— STATED TASK —
Rewrite every line of the items from the line with "In this picture, where can the beach" up to and including the line with "point(233, 165)", and shift each answer point by adding 122 to both of its coordinates. Leave the sample points after "shaped like" unchanged.

— SOURCE MATERIAL —
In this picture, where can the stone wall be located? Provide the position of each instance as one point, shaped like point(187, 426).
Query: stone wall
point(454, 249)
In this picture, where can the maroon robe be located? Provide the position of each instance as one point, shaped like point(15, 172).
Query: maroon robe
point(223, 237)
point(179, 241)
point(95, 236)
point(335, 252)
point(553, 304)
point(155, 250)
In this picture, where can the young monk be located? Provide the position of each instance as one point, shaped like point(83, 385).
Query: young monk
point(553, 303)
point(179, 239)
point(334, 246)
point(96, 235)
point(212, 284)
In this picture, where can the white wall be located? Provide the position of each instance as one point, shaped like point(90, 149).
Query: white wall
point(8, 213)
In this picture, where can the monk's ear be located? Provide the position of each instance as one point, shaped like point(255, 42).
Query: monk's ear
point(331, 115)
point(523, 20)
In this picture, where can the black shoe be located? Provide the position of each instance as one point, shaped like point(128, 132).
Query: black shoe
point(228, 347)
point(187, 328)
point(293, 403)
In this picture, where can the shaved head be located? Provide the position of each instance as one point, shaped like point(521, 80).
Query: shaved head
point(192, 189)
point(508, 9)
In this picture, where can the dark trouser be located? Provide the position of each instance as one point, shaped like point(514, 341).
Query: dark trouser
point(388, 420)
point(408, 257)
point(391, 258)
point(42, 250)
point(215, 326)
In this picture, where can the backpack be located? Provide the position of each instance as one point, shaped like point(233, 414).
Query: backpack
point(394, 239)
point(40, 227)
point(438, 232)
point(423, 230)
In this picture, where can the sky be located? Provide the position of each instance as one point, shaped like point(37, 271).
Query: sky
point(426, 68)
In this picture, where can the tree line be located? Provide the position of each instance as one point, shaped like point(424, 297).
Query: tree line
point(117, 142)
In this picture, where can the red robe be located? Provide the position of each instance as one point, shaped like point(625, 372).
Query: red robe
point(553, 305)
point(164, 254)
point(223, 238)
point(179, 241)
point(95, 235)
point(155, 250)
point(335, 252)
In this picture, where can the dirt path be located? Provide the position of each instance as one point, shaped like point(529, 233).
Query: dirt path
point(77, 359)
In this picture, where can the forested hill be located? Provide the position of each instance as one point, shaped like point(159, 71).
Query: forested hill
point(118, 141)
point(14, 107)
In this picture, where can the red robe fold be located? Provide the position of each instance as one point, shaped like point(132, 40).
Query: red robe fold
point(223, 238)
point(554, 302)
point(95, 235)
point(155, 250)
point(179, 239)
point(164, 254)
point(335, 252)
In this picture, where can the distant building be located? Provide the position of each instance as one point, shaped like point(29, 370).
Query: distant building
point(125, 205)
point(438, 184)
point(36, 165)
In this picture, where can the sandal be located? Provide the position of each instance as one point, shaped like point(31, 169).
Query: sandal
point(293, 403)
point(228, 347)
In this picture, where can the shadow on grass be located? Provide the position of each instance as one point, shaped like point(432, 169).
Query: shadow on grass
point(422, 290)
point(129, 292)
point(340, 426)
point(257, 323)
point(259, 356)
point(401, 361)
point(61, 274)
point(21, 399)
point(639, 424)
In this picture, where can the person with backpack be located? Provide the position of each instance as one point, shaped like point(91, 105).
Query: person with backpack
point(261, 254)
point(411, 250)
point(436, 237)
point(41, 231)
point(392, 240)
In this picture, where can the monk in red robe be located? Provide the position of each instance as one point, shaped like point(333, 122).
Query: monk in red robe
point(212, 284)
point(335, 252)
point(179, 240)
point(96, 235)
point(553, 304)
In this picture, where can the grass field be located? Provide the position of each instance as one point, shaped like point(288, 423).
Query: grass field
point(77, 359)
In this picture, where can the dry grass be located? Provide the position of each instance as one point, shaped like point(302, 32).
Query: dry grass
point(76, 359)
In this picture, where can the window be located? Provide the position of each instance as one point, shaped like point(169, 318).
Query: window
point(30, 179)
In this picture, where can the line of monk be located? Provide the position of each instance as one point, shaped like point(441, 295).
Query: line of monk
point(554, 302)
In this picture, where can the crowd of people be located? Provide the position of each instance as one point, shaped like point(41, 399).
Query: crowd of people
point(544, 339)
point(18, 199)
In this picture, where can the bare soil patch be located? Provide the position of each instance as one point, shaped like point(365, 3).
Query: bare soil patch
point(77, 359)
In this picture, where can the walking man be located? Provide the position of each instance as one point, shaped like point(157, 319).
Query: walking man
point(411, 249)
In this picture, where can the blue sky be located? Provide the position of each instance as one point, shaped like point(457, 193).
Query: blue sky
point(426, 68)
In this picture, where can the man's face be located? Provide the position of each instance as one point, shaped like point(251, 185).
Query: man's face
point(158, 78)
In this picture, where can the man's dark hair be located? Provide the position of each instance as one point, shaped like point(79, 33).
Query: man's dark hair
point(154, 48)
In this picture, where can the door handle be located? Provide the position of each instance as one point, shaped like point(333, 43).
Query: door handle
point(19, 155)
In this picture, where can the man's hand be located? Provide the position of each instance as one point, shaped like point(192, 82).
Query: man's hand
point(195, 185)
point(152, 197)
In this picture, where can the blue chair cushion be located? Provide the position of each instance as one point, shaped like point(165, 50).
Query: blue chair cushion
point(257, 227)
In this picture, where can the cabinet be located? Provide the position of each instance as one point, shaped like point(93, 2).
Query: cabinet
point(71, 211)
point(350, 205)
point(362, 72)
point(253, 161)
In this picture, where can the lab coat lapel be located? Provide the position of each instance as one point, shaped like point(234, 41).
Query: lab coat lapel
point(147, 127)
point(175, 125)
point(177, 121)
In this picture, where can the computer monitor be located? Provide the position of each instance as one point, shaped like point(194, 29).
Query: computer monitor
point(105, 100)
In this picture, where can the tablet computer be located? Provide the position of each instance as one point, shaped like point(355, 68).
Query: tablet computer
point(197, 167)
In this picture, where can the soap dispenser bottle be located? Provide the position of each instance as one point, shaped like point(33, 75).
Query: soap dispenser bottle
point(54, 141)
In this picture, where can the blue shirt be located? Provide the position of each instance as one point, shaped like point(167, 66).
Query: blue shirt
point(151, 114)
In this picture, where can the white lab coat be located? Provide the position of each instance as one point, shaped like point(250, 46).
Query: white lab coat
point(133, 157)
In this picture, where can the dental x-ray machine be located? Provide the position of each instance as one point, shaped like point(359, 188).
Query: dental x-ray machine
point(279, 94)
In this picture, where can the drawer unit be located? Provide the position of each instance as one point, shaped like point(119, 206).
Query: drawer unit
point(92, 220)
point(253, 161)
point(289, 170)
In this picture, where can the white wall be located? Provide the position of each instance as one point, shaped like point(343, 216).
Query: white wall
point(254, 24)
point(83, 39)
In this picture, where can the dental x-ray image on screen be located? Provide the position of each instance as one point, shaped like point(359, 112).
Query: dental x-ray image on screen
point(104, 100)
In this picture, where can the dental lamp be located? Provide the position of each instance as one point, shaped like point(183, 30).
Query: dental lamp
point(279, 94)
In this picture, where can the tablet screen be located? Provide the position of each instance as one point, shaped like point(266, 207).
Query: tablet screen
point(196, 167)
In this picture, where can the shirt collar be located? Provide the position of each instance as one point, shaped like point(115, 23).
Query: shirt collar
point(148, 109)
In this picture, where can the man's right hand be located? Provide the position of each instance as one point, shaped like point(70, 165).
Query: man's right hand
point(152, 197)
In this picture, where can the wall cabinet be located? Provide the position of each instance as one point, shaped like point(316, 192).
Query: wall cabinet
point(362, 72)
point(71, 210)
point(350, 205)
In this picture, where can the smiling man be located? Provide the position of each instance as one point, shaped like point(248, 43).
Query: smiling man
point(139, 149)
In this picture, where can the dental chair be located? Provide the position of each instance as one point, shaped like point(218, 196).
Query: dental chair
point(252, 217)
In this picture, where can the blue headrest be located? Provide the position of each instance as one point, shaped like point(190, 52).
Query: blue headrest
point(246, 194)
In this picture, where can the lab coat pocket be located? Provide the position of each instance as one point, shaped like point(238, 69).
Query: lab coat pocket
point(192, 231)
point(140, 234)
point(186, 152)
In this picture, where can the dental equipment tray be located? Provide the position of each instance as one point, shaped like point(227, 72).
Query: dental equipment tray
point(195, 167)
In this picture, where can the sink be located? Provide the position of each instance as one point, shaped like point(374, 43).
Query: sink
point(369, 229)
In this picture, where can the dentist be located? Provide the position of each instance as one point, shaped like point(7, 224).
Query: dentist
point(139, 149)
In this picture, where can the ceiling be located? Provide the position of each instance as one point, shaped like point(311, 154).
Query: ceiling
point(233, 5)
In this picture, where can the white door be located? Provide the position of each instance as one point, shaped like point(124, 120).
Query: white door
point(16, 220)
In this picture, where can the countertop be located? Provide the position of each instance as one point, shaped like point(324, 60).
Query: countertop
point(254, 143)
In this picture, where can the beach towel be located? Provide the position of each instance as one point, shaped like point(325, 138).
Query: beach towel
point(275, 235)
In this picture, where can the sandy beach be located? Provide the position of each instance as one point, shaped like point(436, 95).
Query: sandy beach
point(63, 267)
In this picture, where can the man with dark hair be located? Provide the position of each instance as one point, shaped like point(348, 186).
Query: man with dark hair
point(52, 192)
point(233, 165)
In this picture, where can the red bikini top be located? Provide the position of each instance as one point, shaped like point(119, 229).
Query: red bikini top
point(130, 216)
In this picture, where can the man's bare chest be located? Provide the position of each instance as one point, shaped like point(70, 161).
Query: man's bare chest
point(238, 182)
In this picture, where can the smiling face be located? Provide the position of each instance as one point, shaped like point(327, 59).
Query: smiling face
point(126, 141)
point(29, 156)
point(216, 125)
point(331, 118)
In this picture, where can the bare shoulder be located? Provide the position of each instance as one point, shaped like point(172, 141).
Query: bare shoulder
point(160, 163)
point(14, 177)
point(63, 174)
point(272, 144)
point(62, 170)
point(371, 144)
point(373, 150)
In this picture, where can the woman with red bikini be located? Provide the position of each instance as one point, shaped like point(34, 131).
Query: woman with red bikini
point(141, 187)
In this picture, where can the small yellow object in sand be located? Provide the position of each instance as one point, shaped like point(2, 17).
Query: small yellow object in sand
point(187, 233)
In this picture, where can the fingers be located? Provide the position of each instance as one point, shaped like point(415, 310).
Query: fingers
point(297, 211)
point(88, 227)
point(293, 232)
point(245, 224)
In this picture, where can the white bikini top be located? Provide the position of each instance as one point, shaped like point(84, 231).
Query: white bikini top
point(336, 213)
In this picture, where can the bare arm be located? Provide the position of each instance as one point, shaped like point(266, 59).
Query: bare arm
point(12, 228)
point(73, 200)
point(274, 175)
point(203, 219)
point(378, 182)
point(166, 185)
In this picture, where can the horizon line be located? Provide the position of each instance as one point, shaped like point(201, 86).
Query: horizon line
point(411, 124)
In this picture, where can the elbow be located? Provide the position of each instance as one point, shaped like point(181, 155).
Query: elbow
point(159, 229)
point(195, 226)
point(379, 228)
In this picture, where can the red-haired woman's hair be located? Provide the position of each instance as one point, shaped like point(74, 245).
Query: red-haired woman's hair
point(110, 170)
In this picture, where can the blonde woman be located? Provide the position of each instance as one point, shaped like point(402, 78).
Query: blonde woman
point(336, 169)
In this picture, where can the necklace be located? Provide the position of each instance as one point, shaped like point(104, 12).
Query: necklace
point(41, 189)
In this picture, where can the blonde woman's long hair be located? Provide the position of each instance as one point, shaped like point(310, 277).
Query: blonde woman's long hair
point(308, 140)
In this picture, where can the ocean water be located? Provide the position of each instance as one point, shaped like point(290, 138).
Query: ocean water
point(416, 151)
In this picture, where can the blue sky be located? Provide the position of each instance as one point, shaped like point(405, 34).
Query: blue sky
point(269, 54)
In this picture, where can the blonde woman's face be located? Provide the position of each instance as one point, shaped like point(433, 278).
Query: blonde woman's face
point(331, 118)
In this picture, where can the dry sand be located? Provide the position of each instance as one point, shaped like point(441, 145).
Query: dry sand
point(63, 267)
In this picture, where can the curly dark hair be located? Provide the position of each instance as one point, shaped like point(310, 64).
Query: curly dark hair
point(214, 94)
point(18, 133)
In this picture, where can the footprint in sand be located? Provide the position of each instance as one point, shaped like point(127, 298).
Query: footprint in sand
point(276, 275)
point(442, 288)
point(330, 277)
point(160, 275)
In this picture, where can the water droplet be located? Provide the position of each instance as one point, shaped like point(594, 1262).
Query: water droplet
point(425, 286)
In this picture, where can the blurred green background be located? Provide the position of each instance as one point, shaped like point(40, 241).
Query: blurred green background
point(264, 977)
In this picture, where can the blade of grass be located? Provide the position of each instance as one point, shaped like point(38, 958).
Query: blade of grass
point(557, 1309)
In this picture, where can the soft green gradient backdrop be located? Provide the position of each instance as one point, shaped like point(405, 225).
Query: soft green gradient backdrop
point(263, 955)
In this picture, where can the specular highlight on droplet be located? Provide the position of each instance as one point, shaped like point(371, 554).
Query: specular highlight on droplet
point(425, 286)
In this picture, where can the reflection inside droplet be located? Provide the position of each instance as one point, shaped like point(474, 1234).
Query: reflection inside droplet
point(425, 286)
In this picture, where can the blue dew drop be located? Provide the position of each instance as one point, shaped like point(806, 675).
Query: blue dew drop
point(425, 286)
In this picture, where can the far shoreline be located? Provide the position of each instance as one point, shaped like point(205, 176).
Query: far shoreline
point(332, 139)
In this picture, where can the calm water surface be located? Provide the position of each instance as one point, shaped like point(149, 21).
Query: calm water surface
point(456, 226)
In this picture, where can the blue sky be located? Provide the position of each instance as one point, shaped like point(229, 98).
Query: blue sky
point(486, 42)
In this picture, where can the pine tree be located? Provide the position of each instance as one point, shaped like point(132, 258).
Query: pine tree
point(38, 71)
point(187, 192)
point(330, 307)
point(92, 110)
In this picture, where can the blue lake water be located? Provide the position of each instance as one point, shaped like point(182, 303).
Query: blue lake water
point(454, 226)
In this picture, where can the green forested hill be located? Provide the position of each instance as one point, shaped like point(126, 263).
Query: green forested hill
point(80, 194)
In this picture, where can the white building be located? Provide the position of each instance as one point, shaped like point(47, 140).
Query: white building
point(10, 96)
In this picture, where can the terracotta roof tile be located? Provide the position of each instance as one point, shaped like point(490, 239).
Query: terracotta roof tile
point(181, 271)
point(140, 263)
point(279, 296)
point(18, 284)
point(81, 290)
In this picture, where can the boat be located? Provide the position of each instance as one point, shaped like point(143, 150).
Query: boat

— SOLUTION FOR THIS TASK —
In this picture, where can the beach towel be located? Provide the position of each instance as one point, shaped like point(325, 138).
Query: beach towel
point(397, 357)
In this picture, where can the sandy beach be located? Provide the position of each instance as one point, shaped like point(436, 95).
Query: sandy beach
point(185, 389)
In this picture, where can the man with dark hair be located? Provide the position of each instance as one point, shaped like point(348, 186).
Query: man with dark hair
point(174, 314)
point(355, 287)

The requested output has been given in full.